The tasks ▸
1. Return each line from the rows below that contains the word "shirt".
2. Pick up the piece below on Sonos speakers dropping off a UniFi Wi-Fi network and keep writing it from its last sentence.

Fixing Sonos constant disappearances from a Ubiquiti UniFI WiFi Network

Subtitle: “Ubiquiti Auto-Optimise Breaks stuff again” (it is also responsible for this).

The Scenario

I have been having persistent, annoying and sustained issues with older Sonos devices dropping off of my WiFi network after a while. This is on a network driven entirely with Ubiquiti UniFI products (switches and access points connected to a UDM-Pro).

The older Sonos products would disappear regularly from view from the Sonos Apps.

Power cycle them and they return, but then any time from a few minutes to a few hours later… they’re gone again. Power cycle yet again. Rinse and Repeat. Grrr.

The Problem

The Ubiquiti ‘auto-optimize’ function strikes again – and breaks stuff. Hmmm.

The ‘optimize’ fuction modifies the minimum data rate for 2.4Ghz ‘beacon’ frames to a rate above the 802.11b default. Doing this breaks WiFi connectivity for devices that can only use 802.11b. The older Sonos models use 802.11b. So … this breaks them.

The Fix

(1) Turn off ‘auto-optimize’ (under Advanced settings in the Network settings page).

(2) Turn off the checkbox “2G Data Rate Control” on the Wireless Network page for your WiFi SSID concerned (see images below) to restore working 802.11b WiFi connectivity

The Details (if you need or want them)

I have Sonos One devices and (older) Sonos Play:5 devices. Its the Play:5’s that kept going away.

Importantly the older Sonos units are 2.4Ghz 802.11b only units devices… they can’t talk on 5Ghz (but the UniFi AP’s can bridge them to control devices running on newer devices and newer bands).

After a lot of head scratching, I realised that ‘something’ had changed a critical setting on my UDM-Pro.

The setting that was changed was the one (in the Wireless Network page) called “2G data rate control”.

Point labels for objects:
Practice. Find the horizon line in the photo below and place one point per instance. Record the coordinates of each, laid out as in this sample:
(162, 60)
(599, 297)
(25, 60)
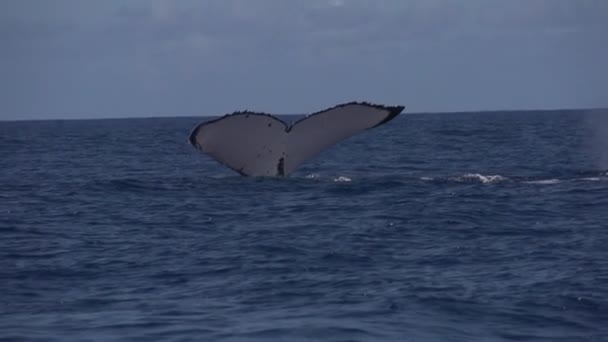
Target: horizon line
(295, 114)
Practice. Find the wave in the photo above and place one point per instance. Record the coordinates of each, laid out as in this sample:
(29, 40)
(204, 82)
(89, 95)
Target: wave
(589, 176)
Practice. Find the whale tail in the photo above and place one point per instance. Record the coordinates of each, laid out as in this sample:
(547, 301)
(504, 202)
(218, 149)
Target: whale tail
(260, 144)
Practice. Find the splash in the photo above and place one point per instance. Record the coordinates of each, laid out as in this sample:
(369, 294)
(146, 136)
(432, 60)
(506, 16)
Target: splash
(544, 181)
(481, 178)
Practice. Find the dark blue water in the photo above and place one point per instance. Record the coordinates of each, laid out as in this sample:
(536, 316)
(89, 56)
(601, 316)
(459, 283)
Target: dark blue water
(455, 227)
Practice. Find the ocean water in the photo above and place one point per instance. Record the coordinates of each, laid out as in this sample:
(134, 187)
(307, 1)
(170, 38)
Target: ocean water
(439, 227)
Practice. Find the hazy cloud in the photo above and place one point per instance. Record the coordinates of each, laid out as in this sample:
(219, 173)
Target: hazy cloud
(161, 57)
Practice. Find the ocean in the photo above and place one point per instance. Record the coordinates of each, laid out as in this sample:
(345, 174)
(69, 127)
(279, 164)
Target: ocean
(489, 226)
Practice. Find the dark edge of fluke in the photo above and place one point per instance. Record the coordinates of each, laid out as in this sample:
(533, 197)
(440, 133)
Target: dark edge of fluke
(393, 112)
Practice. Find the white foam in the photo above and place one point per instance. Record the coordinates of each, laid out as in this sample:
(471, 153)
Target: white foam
(544, 181)
(342, 179)
(482, 178)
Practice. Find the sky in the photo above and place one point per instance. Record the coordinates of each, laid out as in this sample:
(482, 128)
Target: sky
(138, 58)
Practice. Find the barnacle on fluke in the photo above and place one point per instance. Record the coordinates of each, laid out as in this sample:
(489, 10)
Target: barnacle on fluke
(256, 147)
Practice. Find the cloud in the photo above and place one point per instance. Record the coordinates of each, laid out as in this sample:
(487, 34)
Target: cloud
(188, 54)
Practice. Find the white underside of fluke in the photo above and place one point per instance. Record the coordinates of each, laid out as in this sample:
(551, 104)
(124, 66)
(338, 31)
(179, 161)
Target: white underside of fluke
(259, 144)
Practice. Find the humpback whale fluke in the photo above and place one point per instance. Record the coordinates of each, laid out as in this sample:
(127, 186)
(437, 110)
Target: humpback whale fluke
(260, 144)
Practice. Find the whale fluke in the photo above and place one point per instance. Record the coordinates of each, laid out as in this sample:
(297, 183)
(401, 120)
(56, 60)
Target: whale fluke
(260, 144)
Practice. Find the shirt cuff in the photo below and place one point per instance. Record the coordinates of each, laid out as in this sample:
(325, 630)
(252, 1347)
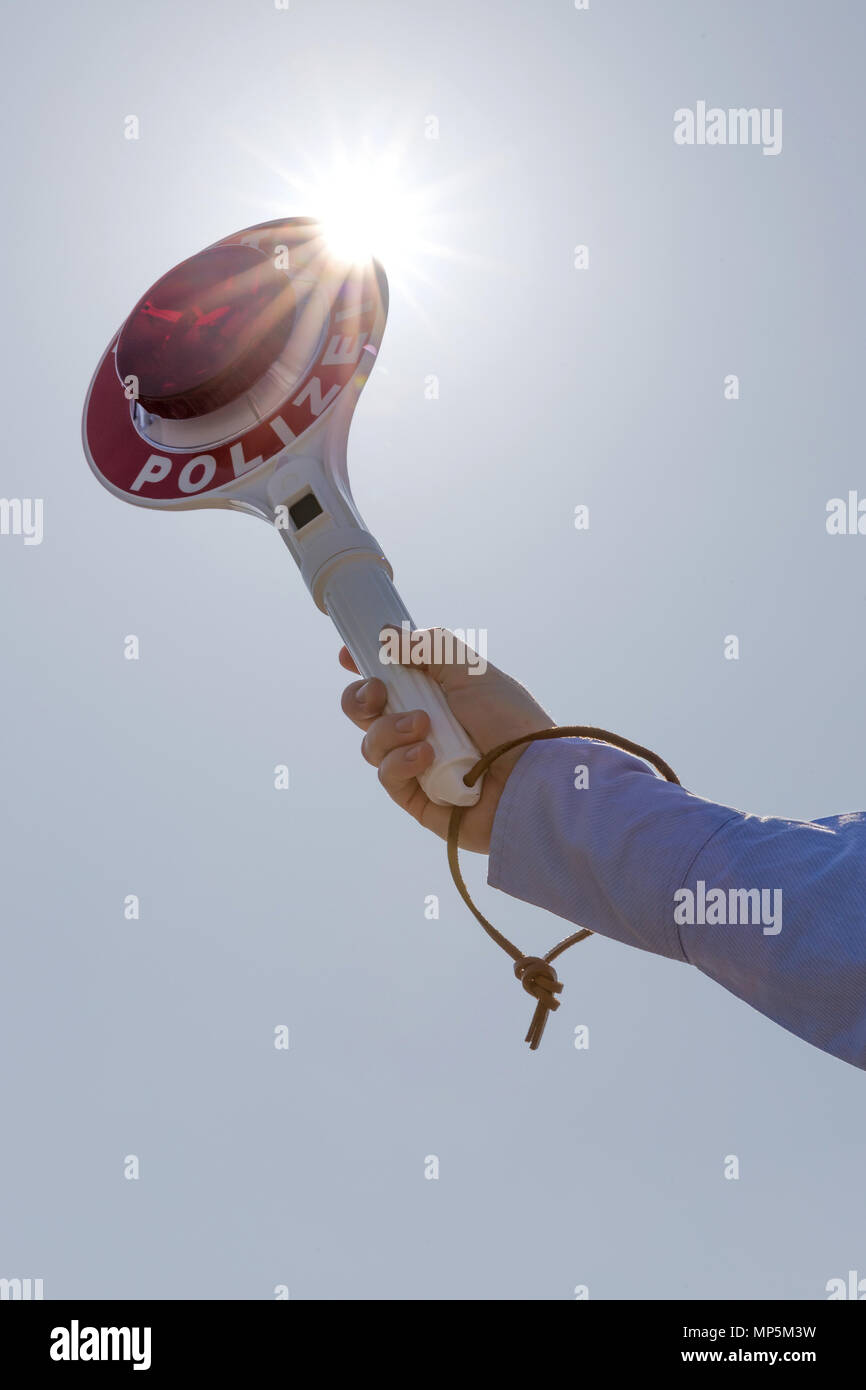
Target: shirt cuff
(594, 836)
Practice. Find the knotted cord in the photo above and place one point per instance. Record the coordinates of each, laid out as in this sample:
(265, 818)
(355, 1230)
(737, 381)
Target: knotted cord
(537, 973)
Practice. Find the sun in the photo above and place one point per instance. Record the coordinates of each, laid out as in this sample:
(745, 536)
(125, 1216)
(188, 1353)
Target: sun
(366, 211)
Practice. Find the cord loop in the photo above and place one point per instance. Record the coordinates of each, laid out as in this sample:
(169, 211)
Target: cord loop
(535, 973)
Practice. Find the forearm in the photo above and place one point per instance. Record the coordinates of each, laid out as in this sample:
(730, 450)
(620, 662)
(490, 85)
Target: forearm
(652, 865)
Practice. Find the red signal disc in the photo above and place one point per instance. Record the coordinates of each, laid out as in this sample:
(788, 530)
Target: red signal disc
(186, 369)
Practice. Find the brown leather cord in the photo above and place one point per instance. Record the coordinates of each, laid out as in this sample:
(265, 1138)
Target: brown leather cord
(537, 973)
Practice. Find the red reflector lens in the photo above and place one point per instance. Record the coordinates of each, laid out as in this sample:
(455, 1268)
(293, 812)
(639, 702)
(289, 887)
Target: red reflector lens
(205, 332)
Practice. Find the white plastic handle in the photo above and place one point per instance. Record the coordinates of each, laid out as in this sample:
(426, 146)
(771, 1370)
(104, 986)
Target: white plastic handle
(362, 599)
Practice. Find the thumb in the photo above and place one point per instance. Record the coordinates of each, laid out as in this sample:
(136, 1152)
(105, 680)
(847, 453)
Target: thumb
(492, 706)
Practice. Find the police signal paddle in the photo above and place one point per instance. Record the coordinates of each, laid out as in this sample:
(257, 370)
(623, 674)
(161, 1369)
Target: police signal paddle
(232, 384)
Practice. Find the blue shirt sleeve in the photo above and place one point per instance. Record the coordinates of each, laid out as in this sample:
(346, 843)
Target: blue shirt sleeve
(772, 909)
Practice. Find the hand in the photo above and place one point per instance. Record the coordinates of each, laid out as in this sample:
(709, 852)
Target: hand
(492, 709)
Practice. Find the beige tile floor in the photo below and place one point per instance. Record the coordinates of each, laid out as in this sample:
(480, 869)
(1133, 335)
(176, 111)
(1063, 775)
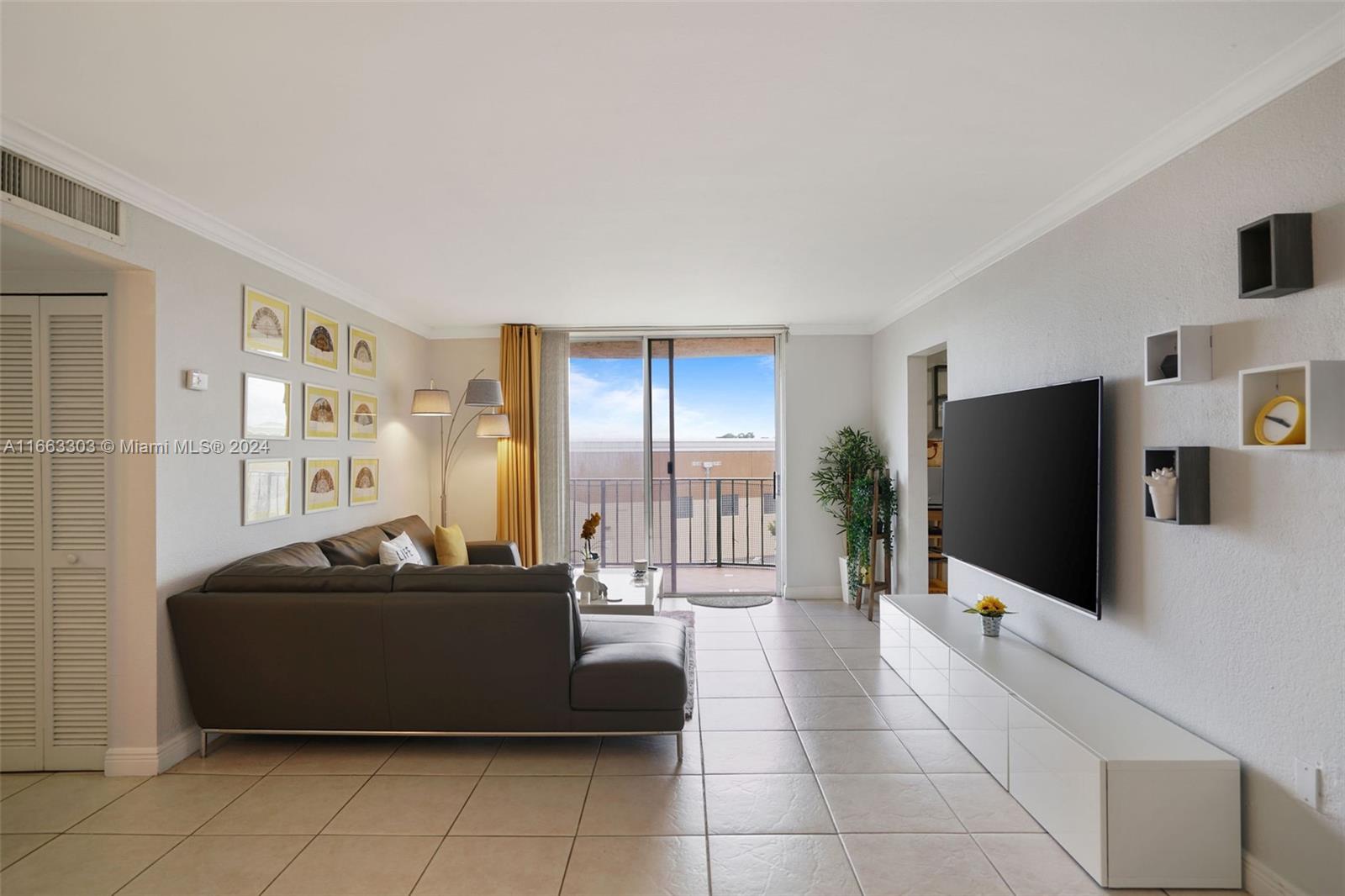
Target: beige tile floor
(809, 768)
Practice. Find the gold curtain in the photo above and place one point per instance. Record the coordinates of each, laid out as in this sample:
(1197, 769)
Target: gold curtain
(517, 494)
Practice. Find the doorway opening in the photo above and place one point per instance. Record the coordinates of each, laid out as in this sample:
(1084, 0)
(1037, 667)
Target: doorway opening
(936, 376)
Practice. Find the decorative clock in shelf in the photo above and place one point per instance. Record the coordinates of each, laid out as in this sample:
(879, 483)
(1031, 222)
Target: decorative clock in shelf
(1282, 421)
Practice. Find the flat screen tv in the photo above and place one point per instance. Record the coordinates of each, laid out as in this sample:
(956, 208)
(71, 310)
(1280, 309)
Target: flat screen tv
(1021, 488)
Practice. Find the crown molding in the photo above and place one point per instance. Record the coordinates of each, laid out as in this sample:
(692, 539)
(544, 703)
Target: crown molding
(1291, 66)
(831, 329)
(74, 163)
(486, 331)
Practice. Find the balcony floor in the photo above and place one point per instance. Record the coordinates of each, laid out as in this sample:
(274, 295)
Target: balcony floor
(719, 580)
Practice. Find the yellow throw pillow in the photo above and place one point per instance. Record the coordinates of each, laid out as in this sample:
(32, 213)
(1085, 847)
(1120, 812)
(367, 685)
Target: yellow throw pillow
(450, 546)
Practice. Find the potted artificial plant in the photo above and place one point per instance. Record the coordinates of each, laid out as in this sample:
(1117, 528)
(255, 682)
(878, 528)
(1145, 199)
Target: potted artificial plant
(844, 485)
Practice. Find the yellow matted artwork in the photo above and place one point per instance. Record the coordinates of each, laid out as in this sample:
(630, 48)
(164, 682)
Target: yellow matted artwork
(363, 416)
(363, 481)
(266, 324)
(363, 353)
(322, 340)
(266, 490)
(322, 485)
(322, 412)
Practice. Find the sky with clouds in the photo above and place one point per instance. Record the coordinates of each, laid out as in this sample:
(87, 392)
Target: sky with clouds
(713, 396)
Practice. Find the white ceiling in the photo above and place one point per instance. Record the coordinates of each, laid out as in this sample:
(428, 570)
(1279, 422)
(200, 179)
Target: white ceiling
(811, 165)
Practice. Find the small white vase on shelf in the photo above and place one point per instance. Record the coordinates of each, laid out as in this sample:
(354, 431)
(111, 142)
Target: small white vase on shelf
(1163, 493)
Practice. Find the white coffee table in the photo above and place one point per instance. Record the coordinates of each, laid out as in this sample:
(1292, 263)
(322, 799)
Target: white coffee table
(625, 595)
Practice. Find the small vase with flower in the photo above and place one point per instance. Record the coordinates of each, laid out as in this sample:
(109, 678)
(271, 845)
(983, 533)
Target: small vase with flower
(990, 609)
(587, 533)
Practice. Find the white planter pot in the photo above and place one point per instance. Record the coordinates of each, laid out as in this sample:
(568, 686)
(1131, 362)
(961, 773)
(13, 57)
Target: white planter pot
(1165, 501)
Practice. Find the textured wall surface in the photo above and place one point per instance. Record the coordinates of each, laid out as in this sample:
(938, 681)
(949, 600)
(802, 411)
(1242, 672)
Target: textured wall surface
(826, 387)
(198, 324)
(1232, 630)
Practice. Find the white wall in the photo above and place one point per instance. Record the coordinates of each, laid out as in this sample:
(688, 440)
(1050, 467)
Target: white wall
(1232, 630)
(197, 324)
(471, 482)
(826, 387)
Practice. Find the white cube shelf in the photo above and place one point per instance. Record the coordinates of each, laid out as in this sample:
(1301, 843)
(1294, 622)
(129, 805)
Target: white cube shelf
(1194, 349)
(1318, 383)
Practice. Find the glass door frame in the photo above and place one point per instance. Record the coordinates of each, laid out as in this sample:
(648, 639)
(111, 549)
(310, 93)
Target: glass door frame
(647, 338)
(778, 362)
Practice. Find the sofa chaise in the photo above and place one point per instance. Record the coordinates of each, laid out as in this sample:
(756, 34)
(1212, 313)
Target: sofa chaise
(318, 638)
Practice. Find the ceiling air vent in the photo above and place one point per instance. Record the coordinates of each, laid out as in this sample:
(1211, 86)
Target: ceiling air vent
(45, 188)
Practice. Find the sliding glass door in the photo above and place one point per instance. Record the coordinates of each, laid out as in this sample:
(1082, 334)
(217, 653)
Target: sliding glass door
(672, 440)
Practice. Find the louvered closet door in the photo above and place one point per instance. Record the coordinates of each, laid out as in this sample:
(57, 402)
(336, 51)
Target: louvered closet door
(22, 614)
(74, 407)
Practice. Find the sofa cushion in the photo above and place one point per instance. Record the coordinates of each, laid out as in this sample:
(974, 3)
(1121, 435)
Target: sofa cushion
(450, 546)
(420, 533)
(484, 579)
(358, 548)
(277, 577)
(398, 551)
(302, 553)
(630, 665)
(494, 552)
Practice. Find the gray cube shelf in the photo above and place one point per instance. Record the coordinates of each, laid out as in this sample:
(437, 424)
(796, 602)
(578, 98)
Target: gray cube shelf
(1192, 467)
(1275, 256)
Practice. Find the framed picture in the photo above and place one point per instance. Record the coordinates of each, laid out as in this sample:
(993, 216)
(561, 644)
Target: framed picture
(266, 407)
(322, 340)
(363, 416)
(363, 481)
(322, 412)
(363, 353)
(266, 324)
(266, 490)
(322, 485)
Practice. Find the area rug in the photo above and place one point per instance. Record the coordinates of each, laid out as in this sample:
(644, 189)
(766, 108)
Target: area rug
(730, 602)
(688, 618)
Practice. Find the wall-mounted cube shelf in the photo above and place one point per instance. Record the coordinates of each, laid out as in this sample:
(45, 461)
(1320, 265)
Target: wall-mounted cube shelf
(1275, 256)
(1192, 349)
(1190, 463)
(1318, 383)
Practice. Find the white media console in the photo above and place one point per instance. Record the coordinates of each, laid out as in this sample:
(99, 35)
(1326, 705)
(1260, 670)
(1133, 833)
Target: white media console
(1134, 798)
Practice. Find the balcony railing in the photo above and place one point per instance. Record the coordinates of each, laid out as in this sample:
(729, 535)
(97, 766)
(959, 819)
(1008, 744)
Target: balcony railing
(704, 521)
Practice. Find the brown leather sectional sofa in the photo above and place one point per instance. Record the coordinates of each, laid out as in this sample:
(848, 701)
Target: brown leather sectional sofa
(316, 636)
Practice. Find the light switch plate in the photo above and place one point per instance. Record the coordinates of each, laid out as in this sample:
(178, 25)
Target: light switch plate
(1305, 782)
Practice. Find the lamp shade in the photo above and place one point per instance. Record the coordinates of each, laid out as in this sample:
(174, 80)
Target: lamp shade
(483, 393)
(493, 427)
(430, 403)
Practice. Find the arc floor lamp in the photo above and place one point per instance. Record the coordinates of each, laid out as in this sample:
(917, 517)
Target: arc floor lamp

Outputs in order ▸
1.
Practice. Find the shirt cuff in the photo below and place one point per instance. Record the coordinates of each, laid out as in this sample:
Target: shirt cuff
Practice. Find the blue shirt sleeve in the photo above and place one point per instance. Record the coordinates of each, laid out as in this sample:
Target: blue shirt sleeve

2.
This had been turned on (by the ‘auto optimizer’) and set to 5.5Mb/s minimum:

This is a minimum beacon rate that (as it says on the page) causes “Limited range and limited connectivity for 802.11b devices”

The older Sonos devices are 802.11b 2.4Ghz only devices! Hence this setting is guaranteed to break Sonos Network access – and to keep breaking it. Argh.

So: The fix is to set that minimum data rate back down to 1Mb/s, at which point the on-screen text changes to “Full Device Compatibility and Range”:

Fixed! Yay!

It is simpler (and more direct) to just disable the rate changing function entirely (by un-checking the box ‘Enable Minimum data rate control’.

However, I wanted to point out the changes in that explanatory text with the screen images above. These underscore that the optimiser (which is on by default) really does make changes that break older WiFi device access (and without warning the user that this is what will happen).

Note that on the UDM (vs the UDM-Pro), there are different checkboxes to restore 802.11b connectivity. On that platform, you (again) turn off the optimiser and then under your WiFi network configuration page you’ll find a switch hiding in the “Advanced” section “Enable Legacy Support”. This switch is explained with the text ‘Enable legacy device support (i.e. 11b)’. Duh. So turn that on (i.e. do enable the legacy device support).

I’m sure this is breaking connectivity for other devices too – there are going to be lots of little gadgets in people’s networks that are older or simpler and that only support 802.11b. If you want those to work… you’ll want to enable that legacy support.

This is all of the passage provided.